- [Given text]:
________________________
Compare with previous weeks: Decision Trees create rectangular regions. Random Forests smooth those rectangles. SVMs draw curved margins around support vectors. Naive Bayes creates smooth, elliptical regions — reflecting the underlying Gaussian distributions.


Part 6: The Zero-Frequency Problem & Laplace Smoothing

6.1 The Problem: A Single Zero Kills Everything

Suppose in our tennis dataset, “Overcast” weather never appears when Play = No. Then:

\[P(\text{Overcast} \mid \text{No}) = 0\]

Since Naive Bayes multiplies all feature probabilities together, one zero wipes out the entire product — no matter how strong the evidence from other features:

\[P(X \mid \text{No}) = 0 \times \ldots = 0\]

This is clearly wrong. Just because we haven’t seen a combination in training doesn’t mean it’s impossible.

6.2 The Fix: Laplace Smoothing (Add-One Smoothing)

The solution is simple: add a small count (typically 1) to every feature-class combination:

\[P(x_i \mid C_k) = \frac{\text{count}(x_i, C_k) + \alpha}{\text{count}(C_k) + \alpha \times n_i}\]

where \(\alpha\) is the smoothing parameter (1 for Laplace smoothing) and \(n_i\) is the number of possible values for feature \(i\).

Analogy: Imagine you’re rating restaurants. You’ve eaten at Restaurant A ten times and loved it every time (10/10). Restaurant B is brand new — zero reviews. Does that mean Restaurant B has a 0% chance of being good? Of course not. Laplace smoothing is like giving every restaurant 1 positive and 1 negative review before anyone eats there — a modest starting point that gets overwhelmed by real data as reviews accumulate.

outlook_vals <- c("Sunny", "Overcast", "Rain")

raw_counts_no <- sapply(outlook_vals, function(v) sum(tennis_no$Outlook == v))
raw_probs_no  <- raw_counts_no / no_count

alpha <- 1
n_categories <- length(outlook_vals)
smoothed_probs_no <- (raw_counts_no + alpha) / (no_count + alpha * n_categories)
________________________
- [Record list]:
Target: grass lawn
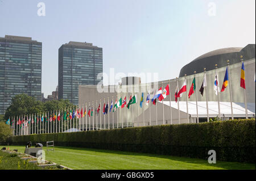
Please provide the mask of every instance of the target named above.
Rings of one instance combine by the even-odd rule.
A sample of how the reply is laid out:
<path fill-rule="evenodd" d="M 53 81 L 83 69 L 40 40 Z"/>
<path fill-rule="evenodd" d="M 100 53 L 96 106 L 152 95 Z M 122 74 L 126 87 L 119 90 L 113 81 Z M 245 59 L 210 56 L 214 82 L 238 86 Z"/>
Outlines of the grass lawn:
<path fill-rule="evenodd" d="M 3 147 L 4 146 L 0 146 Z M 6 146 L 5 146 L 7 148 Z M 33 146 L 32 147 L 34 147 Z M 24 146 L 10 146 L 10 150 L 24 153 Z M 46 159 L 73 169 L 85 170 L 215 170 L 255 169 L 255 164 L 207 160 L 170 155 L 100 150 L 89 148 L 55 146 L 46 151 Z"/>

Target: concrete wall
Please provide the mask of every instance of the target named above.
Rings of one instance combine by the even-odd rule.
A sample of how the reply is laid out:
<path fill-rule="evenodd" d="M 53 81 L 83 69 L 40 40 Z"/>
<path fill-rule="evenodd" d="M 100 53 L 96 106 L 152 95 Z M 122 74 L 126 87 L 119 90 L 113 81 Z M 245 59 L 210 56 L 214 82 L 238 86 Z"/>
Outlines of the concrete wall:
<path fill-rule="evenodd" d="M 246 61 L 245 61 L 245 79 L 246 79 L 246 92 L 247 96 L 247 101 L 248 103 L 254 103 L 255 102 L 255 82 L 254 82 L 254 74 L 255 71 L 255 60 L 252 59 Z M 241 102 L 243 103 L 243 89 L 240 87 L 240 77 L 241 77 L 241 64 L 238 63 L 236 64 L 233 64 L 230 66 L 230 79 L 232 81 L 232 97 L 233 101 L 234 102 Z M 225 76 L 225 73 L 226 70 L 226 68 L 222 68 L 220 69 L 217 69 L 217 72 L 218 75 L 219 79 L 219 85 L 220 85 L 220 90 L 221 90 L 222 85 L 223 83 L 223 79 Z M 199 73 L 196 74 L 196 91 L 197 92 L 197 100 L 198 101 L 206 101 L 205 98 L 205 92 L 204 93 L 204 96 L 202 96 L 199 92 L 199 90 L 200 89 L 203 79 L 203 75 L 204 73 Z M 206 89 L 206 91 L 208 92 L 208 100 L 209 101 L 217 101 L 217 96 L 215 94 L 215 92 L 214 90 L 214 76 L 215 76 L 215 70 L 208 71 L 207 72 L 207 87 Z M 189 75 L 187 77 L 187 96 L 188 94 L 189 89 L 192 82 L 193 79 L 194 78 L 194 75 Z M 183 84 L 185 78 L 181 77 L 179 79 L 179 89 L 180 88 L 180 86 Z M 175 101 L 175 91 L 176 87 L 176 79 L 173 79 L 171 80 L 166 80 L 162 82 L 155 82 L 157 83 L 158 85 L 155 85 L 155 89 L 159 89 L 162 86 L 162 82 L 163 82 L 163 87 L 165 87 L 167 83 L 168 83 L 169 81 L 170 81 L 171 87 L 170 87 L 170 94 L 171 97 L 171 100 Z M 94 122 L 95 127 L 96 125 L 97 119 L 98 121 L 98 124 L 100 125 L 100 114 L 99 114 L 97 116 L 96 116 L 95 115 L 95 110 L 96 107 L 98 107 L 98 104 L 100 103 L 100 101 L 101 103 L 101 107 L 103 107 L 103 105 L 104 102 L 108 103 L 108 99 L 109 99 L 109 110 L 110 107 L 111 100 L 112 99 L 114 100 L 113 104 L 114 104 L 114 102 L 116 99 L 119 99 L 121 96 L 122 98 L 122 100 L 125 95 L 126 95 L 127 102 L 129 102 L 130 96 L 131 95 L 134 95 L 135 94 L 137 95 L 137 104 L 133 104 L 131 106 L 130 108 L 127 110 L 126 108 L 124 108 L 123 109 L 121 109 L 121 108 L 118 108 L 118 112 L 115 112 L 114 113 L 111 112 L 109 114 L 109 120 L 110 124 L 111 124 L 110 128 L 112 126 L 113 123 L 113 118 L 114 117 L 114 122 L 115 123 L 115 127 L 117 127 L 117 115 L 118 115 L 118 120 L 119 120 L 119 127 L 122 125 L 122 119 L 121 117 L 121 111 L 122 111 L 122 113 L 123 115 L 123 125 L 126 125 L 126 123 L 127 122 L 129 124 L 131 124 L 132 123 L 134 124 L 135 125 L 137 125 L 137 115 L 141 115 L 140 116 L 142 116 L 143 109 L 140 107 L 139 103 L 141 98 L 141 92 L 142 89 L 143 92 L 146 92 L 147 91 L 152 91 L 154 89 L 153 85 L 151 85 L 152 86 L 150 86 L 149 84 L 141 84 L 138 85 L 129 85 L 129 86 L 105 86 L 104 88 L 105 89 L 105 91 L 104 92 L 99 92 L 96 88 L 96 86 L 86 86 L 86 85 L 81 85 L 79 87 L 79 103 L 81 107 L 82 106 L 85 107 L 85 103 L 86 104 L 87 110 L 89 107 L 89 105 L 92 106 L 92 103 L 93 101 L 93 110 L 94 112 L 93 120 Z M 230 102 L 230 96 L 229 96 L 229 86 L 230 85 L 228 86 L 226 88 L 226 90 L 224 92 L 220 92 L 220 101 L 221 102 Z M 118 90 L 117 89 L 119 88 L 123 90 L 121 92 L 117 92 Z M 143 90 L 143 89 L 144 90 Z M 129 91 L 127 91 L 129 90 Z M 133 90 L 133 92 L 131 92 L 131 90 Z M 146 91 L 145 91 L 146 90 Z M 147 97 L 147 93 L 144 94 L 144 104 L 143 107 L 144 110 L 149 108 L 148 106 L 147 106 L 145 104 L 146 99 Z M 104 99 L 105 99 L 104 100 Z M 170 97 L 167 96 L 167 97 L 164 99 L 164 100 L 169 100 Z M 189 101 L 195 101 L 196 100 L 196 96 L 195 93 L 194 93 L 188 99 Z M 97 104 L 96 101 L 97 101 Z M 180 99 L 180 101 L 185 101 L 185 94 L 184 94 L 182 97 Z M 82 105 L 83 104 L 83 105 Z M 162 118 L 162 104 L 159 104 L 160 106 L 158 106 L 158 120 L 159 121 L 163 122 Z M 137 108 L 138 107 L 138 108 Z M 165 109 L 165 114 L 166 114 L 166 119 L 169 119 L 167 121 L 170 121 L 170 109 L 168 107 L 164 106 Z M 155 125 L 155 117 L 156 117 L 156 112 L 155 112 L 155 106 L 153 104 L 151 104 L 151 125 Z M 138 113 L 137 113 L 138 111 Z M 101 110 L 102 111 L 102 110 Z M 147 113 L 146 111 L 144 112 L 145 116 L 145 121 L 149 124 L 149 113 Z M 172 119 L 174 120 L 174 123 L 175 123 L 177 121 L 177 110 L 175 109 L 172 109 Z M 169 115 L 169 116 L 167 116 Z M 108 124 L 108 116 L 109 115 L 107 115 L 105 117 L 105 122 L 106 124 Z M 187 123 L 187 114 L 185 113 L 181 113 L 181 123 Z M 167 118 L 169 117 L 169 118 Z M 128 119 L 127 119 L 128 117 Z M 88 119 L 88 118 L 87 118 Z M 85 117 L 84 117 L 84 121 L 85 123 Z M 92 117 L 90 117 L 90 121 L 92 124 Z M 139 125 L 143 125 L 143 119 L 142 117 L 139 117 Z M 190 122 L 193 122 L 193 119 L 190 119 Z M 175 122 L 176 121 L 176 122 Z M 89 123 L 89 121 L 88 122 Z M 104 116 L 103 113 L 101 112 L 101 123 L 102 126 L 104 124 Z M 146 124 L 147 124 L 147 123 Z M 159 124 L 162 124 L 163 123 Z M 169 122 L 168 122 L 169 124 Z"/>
________________________
- [Given problem 1]: Set down the passage of the Naive Bayes text from "Since Naive Bayes" to "for feature \(i\).".
- [Given problem 2]:
Answer these questions from the Naive Bayes text:
(a) What shape of regions do Decision Trees create?
(b) What value does the smoothing parameter take for Laplace smoothing?
(c) In the restaurant analogy, how many times has Restaurant A been eaten at?
- [Given problem 3]: Extend the Naive Bayes text past its final line.

- [Reply 1]:
Since Naive Bayes multiplies all feature probabilities together, one zero wipes out the entire product — no matter how strong the evidence from other features:

\[P(X \mid \text{No}) = 0 \times \ldots = 0\]

This is clearly wrong. Just because we haven’t seen a combination in training doesn’t mean it’s impossible.

6.2 The Fix: Laplace Smoothing (Add-One Smoothing)

The solution is simple: add a small count (typically 1) to every feature-class combination:

\[P(x_i \mid C_k) = \frac{\text{count}(x_i, C_k) + \alpha}{\text{count}(C_k) + \alpha \times n_i}\]

where \(\alpha\) is the smoothing parameter (1 for Laplace smoothing) and \(n_i\) is the number of possible values for feature \(i\).

- [Reply 2]:
(a) Rectangular regions.
(b) 1.
(c) Ten times.

- [Reply 3]:
smooth_df <- data.frame(
  Outlook = rep(outlook_vals, 2),
  Method  = rep(c("Without Smoothing", "With Laplace Smoothing (α=1)"), each = 3),
  Probability = c(raw_probs_no, smoothed_probs_no)
)
smooth_df$Method <- factor(smooth_df$Method,
                           levels = c("Without Smoothing", "With Laplace Smoothing (α=1)"))

ggplot(smooth_df, aes(x = Outlook, y = Probability, fill = Method)) +
  geom_col(position = "dodge", width = 0.6) +
  geom_text(aes(label = sprintf("%.3f", Probability)),
            position = position_dodge(width = 0.6), vjust = -0.4,
            fontface = "bold", size = 3.8) +
  scale_fill_manual(values = c("Without Smoothing" = "#E53935",
                                "With Laplace Smoothing (α=1)" = "#4CAF50")) +
  scale_y_continuous(limits = c(0, 0.7)) +
  geom_hline(yintercept = 0, color = "grey30") +
  annotate("text", x = "Overcast", y = 0.05,
           label = "Zero!\nThis kills\nthe product",
           color = "#E53935", fontface = "italic", size = 3.5) +
  labs(
    title = "Laplace Smoothing: Fixing the Zero-Frequency Problem",
    subtitle = "P(Outlook | Play = No) — 'Overcast' never appeared with No, causing a zero probability",
    x = "Outlook Value", y = "P(Outlook | Play = No)"
  ) +
  theme_minimal(base_size = 12) +
  theme(legend.position = "bottom")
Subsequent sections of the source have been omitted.